• _Required work_
Set down verbatim the lines of the material from the one containing "Target: gold insignia on cap" through the end of the material, inclusive.

• _Records for the exercise_
>> Begin
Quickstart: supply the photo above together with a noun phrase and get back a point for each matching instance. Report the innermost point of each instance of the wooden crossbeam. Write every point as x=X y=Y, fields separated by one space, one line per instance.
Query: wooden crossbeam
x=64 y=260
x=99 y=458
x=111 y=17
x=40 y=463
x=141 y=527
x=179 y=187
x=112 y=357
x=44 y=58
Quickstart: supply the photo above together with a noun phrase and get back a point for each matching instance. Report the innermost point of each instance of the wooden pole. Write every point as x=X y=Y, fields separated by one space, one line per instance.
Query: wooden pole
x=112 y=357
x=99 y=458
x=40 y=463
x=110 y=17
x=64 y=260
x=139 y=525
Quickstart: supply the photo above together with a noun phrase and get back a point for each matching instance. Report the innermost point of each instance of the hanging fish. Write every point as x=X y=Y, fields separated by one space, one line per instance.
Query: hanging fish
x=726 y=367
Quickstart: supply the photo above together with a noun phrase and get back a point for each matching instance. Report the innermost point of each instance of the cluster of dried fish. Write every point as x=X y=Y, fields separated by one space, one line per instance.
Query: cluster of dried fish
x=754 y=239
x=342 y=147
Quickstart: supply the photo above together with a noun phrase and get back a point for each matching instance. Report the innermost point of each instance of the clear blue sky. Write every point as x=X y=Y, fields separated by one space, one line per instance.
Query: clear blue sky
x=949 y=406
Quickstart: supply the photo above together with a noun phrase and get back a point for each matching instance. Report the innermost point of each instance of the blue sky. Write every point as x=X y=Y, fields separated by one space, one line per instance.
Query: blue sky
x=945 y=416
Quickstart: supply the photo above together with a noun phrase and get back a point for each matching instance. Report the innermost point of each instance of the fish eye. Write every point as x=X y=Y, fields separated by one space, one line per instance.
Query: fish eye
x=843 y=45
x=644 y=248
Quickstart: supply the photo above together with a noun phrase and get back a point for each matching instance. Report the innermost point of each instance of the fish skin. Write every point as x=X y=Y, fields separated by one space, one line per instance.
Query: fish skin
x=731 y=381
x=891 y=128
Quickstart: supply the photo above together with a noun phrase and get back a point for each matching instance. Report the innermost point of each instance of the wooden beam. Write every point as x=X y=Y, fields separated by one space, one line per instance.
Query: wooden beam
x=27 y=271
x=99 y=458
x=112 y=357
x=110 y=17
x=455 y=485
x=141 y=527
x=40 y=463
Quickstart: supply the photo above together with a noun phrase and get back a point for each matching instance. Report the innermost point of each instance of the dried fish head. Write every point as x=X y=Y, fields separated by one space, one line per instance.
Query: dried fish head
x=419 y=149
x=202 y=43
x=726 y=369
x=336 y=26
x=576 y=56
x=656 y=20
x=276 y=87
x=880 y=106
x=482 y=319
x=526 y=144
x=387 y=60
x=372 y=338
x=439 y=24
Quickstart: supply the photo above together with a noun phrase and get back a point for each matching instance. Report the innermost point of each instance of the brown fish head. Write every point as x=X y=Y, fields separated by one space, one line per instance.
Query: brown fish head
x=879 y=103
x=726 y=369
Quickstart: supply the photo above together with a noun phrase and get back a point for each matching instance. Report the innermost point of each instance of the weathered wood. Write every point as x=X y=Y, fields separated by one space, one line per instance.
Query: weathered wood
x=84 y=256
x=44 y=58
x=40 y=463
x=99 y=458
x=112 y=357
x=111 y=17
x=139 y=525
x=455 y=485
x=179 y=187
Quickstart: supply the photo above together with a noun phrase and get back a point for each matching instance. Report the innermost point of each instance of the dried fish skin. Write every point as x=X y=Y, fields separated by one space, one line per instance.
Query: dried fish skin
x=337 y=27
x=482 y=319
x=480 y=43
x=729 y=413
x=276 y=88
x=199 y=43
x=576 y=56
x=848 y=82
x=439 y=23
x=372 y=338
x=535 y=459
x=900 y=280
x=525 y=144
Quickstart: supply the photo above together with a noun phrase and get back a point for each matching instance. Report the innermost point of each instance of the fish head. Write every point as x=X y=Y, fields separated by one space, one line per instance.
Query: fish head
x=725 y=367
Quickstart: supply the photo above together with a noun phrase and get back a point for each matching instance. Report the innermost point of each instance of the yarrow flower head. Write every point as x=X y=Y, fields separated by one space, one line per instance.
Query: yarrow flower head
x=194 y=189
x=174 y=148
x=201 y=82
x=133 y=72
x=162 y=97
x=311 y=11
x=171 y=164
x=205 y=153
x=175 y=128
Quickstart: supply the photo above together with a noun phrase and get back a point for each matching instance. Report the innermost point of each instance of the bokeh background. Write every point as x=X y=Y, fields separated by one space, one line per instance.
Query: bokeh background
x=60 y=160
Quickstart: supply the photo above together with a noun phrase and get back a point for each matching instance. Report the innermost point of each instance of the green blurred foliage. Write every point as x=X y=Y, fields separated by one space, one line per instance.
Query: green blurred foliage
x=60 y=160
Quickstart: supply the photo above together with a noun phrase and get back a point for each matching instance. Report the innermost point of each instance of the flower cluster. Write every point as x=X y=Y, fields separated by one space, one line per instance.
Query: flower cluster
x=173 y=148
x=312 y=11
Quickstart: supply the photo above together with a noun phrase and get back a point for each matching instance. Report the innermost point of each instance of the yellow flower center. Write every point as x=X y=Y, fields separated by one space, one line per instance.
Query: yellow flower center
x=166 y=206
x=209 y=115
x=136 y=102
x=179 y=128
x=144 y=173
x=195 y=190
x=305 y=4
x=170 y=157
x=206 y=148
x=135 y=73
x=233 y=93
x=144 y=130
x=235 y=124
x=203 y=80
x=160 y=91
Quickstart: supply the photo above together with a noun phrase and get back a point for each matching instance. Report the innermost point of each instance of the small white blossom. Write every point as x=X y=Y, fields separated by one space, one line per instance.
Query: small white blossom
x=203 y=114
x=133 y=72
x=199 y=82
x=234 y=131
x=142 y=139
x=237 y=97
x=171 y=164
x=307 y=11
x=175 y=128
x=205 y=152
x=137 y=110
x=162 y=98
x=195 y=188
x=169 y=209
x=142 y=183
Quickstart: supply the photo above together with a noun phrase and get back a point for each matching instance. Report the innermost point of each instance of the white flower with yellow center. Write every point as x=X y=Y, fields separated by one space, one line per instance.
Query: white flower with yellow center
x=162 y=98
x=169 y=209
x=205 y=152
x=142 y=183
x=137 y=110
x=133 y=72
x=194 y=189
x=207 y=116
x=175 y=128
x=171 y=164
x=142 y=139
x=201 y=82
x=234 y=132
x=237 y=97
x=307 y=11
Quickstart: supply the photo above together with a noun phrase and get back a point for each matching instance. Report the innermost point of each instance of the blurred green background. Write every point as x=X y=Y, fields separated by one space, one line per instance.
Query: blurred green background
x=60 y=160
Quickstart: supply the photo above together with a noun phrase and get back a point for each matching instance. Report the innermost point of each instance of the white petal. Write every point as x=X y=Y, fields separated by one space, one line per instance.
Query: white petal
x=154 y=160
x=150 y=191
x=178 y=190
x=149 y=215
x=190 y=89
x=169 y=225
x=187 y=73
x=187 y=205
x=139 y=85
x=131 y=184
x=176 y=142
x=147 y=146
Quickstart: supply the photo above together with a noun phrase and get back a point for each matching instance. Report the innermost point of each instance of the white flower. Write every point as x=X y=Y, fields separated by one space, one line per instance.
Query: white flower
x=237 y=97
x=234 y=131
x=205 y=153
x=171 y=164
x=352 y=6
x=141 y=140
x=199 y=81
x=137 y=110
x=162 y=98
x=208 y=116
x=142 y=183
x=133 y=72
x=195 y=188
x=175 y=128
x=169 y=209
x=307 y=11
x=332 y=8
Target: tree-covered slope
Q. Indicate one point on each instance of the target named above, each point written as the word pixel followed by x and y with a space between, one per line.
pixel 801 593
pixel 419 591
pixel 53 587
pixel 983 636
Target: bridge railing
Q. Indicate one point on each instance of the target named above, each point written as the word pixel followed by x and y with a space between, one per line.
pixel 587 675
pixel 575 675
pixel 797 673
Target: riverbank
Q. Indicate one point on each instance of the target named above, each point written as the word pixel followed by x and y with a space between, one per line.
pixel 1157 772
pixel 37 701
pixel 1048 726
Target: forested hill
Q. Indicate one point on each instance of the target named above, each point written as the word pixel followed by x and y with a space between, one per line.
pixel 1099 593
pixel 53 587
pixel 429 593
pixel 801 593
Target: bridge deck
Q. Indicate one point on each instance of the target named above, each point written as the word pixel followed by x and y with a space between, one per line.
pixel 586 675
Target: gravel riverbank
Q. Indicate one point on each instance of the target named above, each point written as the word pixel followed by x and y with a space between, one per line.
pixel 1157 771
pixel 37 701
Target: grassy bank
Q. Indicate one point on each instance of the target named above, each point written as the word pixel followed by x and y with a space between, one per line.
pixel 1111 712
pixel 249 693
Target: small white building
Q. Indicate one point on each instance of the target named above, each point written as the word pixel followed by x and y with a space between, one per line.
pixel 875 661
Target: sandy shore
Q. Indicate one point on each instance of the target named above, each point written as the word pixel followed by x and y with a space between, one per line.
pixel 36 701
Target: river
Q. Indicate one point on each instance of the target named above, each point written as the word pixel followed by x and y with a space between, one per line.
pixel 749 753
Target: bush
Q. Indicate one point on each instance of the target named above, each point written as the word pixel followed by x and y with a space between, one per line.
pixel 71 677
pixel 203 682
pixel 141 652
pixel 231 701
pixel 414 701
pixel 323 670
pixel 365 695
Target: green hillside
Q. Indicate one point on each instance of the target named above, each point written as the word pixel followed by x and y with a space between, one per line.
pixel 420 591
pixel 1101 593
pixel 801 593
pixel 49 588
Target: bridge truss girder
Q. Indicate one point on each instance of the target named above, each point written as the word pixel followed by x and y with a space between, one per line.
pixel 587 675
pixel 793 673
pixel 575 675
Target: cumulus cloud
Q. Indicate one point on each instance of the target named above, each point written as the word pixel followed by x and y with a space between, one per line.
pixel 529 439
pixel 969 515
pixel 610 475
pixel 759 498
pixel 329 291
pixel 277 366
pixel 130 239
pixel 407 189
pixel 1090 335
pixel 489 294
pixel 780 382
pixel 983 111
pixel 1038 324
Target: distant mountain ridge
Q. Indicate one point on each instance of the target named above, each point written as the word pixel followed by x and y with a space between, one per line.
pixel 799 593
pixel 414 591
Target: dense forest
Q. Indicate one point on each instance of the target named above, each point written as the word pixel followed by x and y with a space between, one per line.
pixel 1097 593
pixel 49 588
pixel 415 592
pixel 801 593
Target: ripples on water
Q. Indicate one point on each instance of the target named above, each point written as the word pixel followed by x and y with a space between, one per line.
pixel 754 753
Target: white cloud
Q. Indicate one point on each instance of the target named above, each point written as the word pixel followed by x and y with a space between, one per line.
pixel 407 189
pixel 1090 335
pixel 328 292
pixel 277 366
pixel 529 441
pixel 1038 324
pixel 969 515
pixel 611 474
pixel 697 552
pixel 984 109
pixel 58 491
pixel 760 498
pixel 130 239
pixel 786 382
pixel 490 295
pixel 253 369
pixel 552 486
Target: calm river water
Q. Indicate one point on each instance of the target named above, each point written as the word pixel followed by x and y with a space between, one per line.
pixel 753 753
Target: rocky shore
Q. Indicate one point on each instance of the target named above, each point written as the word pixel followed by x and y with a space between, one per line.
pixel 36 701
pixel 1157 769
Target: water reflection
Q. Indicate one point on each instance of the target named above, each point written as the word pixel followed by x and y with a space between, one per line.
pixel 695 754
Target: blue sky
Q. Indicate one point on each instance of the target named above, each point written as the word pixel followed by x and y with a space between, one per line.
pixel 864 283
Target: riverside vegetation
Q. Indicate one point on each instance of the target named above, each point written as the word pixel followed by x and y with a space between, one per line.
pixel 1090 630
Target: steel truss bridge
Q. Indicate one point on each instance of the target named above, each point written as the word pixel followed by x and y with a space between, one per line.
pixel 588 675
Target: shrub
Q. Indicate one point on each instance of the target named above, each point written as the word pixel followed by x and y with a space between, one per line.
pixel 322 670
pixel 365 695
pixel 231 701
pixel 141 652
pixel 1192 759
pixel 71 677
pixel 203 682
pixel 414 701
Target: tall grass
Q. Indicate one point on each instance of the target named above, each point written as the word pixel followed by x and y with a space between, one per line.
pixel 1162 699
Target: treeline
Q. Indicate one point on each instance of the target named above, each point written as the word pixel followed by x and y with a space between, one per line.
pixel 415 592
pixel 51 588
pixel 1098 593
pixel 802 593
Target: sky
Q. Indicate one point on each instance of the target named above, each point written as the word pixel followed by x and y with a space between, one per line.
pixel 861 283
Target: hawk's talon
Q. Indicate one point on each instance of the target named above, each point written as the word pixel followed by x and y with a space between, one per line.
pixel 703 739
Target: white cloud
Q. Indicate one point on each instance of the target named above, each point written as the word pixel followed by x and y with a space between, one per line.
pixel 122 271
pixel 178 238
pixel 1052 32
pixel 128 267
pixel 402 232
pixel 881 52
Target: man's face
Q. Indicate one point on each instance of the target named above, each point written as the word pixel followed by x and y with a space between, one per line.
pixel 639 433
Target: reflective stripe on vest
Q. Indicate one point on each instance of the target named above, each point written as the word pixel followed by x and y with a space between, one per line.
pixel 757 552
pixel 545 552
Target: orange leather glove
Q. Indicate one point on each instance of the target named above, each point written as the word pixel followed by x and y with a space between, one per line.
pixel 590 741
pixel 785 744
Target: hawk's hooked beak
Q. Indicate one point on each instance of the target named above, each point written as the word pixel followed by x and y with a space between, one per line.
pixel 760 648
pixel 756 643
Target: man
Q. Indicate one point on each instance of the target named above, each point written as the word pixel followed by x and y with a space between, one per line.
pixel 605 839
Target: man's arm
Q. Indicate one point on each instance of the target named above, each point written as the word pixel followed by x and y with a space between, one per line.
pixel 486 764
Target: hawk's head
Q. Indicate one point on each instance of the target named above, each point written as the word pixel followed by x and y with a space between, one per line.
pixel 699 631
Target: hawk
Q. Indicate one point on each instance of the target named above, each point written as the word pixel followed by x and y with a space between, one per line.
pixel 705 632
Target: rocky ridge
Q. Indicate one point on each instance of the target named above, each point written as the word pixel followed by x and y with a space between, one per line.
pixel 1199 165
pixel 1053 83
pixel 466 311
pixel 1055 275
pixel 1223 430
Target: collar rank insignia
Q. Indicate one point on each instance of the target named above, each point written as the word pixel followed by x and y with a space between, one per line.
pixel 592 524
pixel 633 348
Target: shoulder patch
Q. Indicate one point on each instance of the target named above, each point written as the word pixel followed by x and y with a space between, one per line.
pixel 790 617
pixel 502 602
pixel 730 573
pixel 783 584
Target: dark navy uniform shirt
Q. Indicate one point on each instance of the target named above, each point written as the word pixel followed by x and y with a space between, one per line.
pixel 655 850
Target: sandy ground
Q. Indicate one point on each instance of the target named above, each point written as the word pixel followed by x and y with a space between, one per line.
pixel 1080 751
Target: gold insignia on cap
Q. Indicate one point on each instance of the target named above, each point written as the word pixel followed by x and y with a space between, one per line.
>> End
• _Right answer_
Target: gold insignia on cap
Q. Indicate one point on each instance of the target named above, each point written as the word pixel followed by x and y with a space between, one per line.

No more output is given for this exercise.